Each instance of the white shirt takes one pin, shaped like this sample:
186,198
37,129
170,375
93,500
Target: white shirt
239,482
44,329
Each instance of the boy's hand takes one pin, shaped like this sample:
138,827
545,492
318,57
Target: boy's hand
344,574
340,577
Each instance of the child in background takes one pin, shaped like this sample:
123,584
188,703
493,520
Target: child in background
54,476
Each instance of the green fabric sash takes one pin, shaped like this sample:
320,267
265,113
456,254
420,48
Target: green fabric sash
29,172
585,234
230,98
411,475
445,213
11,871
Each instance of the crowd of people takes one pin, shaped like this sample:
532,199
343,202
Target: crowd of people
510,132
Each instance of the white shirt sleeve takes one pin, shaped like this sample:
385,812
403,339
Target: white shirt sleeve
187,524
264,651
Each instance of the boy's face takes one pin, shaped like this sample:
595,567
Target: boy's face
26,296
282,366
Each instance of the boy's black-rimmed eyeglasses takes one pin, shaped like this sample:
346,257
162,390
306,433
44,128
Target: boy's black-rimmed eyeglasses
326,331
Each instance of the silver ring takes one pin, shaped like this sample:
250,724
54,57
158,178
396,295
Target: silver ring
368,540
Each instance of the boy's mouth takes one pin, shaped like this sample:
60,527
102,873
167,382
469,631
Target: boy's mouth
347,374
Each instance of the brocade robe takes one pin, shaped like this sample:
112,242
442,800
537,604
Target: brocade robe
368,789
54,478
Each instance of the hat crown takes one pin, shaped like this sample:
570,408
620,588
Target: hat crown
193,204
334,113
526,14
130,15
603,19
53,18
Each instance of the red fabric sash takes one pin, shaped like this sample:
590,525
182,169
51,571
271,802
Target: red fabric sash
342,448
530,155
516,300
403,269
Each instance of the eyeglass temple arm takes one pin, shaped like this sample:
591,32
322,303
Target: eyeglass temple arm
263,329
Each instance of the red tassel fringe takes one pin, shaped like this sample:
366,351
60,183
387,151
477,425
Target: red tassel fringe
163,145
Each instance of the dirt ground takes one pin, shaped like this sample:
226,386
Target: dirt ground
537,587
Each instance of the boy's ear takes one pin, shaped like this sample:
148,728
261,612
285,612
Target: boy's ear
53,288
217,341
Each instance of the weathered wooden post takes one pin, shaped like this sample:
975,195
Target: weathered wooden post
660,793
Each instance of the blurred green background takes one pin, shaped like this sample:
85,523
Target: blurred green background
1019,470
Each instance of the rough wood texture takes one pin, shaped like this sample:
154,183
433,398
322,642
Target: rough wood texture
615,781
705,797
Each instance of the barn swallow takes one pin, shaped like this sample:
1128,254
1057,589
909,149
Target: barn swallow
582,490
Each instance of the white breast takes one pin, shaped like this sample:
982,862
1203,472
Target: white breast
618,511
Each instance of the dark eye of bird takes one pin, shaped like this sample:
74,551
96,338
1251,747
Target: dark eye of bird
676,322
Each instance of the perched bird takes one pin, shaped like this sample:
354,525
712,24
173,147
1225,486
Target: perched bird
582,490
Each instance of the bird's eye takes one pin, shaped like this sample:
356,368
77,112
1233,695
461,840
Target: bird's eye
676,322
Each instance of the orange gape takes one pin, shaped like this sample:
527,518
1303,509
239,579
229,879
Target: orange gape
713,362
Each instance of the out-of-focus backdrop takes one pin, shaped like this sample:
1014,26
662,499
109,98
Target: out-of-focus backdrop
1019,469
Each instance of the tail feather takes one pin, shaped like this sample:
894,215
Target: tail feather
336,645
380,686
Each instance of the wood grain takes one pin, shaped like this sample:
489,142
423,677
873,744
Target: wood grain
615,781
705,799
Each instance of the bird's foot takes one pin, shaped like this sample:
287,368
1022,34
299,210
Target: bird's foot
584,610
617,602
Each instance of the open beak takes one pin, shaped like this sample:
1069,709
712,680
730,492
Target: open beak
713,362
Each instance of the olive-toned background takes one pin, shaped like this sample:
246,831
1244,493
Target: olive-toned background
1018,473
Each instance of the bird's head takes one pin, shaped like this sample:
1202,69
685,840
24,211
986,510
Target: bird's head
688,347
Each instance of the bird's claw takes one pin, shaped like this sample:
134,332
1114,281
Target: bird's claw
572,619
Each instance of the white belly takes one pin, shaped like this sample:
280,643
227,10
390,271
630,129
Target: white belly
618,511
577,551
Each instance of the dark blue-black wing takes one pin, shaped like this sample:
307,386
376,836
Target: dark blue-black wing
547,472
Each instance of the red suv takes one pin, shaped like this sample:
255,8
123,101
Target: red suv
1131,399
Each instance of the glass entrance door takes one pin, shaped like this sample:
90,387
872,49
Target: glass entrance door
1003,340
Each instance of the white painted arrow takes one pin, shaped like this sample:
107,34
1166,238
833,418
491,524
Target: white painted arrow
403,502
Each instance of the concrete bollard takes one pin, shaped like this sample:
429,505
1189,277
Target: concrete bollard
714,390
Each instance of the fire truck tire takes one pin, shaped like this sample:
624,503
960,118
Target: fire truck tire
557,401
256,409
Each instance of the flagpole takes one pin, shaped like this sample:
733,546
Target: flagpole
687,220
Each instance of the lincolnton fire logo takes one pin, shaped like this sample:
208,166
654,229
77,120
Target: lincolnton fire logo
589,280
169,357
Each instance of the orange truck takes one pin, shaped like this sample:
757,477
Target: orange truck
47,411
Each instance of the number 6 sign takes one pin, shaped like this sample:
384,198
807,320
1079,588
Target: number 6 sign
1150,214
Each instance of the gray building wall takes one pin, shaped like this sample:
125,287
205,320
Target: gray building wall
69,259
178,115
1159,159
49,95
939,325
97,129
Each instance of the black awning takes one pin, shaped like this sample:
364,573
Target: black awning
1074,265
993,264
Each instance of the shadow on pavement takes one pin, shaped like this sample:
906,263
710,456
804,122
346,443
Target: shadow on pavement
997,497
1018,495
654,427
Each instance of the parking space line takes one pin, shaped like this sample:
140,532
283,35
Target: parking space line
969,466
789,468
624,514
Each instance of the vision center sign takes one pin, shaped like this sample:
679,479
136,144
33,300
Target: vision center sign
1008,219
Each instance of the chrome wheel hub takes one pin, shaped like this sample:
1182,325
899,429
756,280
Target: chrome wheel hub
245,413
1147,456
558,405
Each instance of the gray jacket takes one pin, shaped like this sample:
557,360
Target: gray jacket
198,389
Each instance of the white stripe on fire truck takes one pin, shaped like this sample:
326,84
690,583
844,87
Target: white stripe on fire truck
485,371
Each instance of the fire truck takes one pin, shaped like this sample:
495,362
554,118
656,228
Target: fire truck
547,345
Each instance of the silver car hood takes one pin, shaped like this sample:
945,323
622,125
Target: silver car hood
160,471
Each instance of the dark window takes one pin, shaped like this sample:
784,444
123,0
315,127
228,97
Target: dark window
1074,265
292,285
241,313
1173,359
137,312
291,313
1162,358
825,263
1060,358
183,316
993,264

## DIRECTION
Copy out the part of the records that opens with the line containing "Each instance of the gray jacket" and closes with the last line of the records, keeping the requests and their sample points as they are. In the answers only, multiply every point coordinate by 1.05 and round to the nearest whole number, with halves going up.

## SOLUTION FOR THIS EXERCISE
Each instance of the gray jacket takes one pin, shaped like this sample:
557,360
Target: gray jacket
208,408
Each instance of the white stripe on fire truck takes one pin, shaped like this sample:
326,84
690,583
844,87
Target: white stripe on fire truck
509,390
Each instance of the fire truck takes one pin, shaped like this sample:
495,362
554,118
656,228
Target: fire truck
574,362
Each instance of the silver car hood takes one pin, shaped like this sample:
945,323
622,125
Target: silver car hood
168,495
Each instance of the dark window takes one pin, shaped like this sample:
784,444
123,0
315,127
228,97
Target: dark window
1128,278
307,299
253,329
1232,377
144,328
306,329
1220,376
866,276
1113,376
192,332
1043,277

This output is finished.